*EXTRACT:*
# # # # #
On April 26, 2012, we entered into an agreement to sell a portion of our patent portfolio pertaining to wireless technology for $75.0 million. The proceeds from the sale were reduced by $3.8 million of transaction costs, which consisted primarily of fees from the law firm that assisted us in the sale.  The transaction closed on June 21, 2012 and a gain of $71.2 million was included in our financial results for the three months ended June 30, 2012.

 
On August 22, 2012, we entered into an agreement to sell a portion of our patent portfolio pertaining to digital subscriber line (“DSL”) technology for $16.0 million. The proceeds from the sale were reduced by $0.8 million of transaction costs, which also consisted primarily of fees from the law firm that assisted us in the sale.  The transaction closed on September 21, 2012 and a gain of $15.2 million was included in our financial results for the three months ended September 30, 2012.
 
 
10

 
 
 
The majority of the remaining patents in our patent portfolio relate to our biometrics and imaging and DSL service assurance software product lines. At the current time, we do not intend to pursue patent monetization alternatives for these patents, although that decision is subject to change. We believe that the sale of wireless and DSL patents in the second and third quarters of 2012 will have no material impact on our biometrics and imaging and DSL service assurance product lines.
# # # # #
*WORK TO BE COMPLETED:*
Please carry on the patent sales passage from its last sentence.

Spatial localization data
# # # # #
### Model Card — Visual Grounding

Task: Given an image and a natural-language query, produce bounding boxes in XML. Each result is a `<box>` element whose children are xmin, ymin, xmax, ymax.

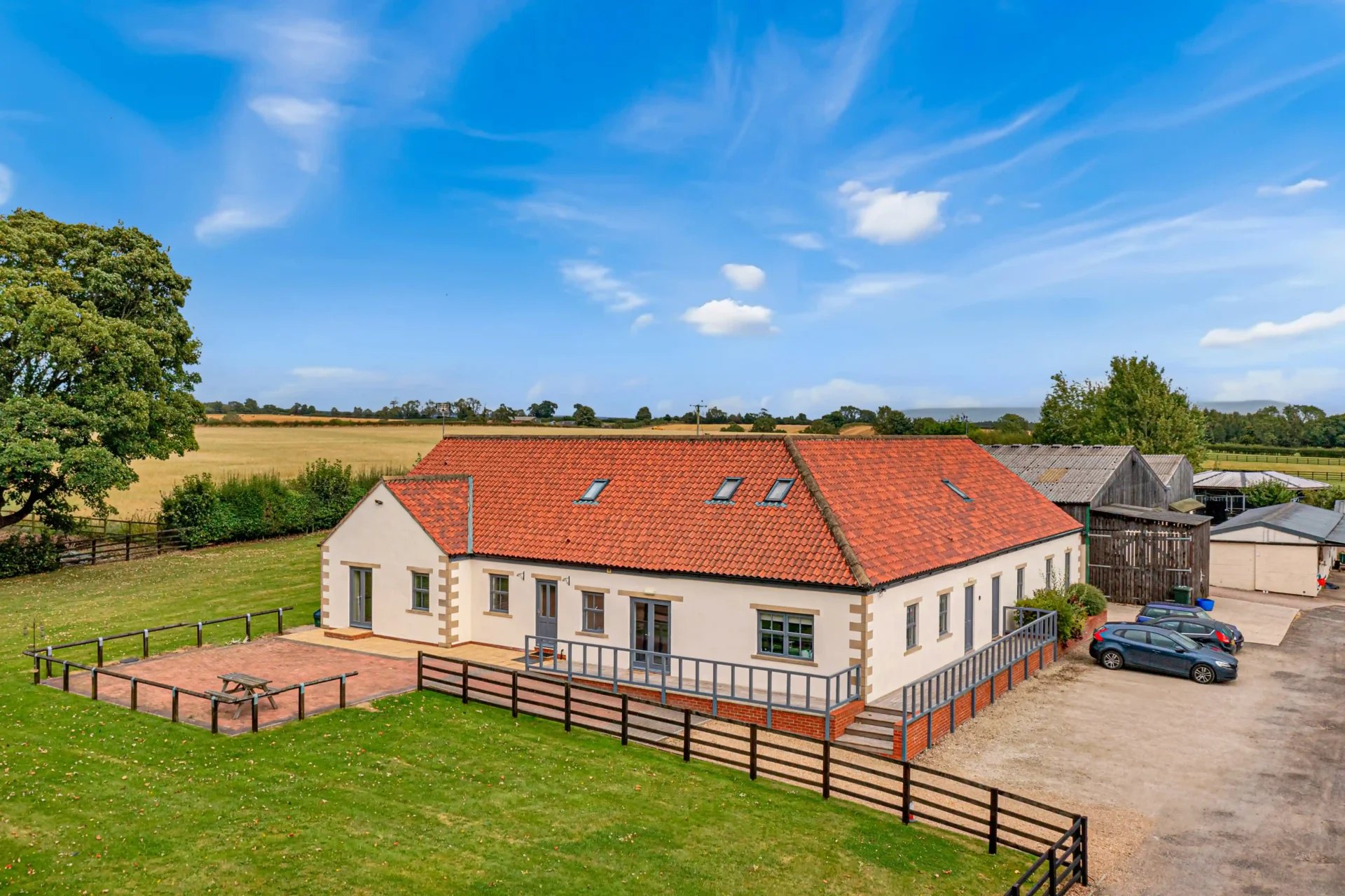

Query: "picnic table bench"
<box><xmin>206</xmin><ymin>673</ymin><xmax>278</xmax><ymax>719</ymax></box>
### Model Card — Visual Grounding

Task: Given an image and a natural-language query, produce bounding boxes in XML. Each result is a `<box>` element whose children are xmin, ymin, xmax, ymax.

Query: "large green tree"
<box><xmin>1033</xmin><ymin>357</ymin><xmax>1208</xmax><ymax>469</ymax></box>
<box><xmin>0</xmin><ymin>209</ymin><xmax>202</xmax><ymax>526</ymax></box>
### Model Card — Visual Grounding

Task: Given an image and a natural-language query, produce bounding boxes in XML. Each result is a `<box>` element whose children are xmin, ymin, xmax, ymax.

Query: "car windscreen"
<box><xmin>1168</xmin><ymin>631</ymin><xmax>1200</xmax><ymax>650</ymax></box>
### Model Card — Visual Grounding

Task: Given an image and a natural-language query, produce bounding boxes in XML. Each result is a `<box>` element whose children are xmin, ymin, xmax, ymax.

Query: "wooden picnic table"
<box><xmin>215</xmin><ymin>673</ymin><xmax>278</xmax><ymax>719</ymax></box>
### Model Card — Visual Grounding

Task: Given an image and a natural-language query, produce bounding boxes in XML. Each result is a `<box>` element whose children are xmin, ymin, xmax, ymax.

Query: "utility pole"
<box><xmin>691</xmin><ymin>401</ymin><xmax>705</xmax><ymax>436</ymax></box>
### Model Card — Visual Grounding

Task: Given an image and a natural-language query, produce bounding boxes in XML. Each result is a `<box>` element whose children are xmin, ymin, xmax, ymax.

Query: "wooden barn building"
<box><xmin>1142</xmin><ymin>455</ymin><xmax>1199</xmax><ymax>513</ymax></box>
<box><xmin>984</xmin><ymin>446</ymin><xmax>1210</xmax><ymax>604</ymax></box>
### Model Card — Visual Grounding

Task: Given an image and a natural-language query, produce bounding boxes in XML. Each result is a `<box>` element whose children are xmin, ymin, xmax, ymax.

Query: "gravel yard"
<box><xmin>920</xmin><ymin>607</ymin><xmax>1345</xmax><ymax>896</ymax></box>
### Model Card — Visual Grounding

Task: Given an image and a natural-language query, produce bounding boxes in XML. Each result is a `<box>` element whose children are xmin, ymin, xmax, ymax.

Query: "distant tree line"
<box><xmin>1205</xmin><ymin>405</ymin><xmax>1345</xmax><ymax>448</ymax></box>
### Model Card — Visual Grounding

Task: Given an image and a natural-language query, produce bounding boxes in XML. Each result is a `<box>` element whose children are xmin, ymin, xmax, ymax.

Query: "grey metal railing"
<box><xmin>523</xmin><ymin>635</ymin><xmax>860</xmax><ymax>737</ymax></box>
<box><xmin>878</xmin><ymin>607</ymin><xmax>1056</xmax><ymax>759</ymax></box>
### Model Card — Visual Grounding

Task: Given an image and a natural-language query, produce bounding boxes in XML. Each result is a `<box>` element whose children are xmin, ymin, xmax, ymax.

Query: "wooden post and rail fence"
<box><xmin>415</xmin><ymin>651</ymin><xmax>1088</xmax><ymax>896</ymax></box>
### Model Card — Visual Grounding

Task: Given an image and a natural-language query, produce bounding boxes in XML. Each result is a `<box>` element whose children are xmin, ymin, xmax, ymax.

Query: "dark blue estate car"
# # # # #
*ANSWER BELOW:*
J)
Income Taxes.  The gains on sale of patent assets were primarily responsible for producing $89.2 million of income from continuing operations before taxes in the nine month period ended September 30, 2012. We used a significant portion our available deferred tax assets to reduce income taxes on year-to-date pre-tax earnings. Income taxes due on pre-tax earnings for the nine months ended September 30, 2012 were $7.7 million. The $5.3 million income tax liability on our balance sheet at September 30, 2012 consisted of $3.8 million of federal income taxes and $1.5 million of state income taxes, after being reduced by $2.4 million of estimated taxes that we paid during the third quarter of 2012.

 
A substantial portion of the deferred tax assets we utilized comprised cumulative deductions for stock options in excess of book expense. Under income tax accounting rules, that portion of tax benefits attributable to such deductions must be recorded as an adjustment to equity versus a reduction of income tax expense. In the three and nine months ended September 30, 2012, the tax benefits from such stock-based awards were $3.1 million and $15.8 million, which we recorded as an equity adjustment to additional paid-in capital.

 
Total income tax expense for the three months ended September 30, 2012 was $6.7 million, including $6.6 million that was recorded in continuing operations and $0.1 million that was recorded in discontinued operations.  Total income tax expense for the nine months ended September 30, 2012 was $23.5 million, including $23.2 million that was recorded in continuing operations and $0.3 million that was recorded in discontinued operations.  The Company’s actual tax liability for the first nine months of 2012 was $7.7 million as taxes that are currently payable were reduced by the $15.8 million equity adjustment mentioned above.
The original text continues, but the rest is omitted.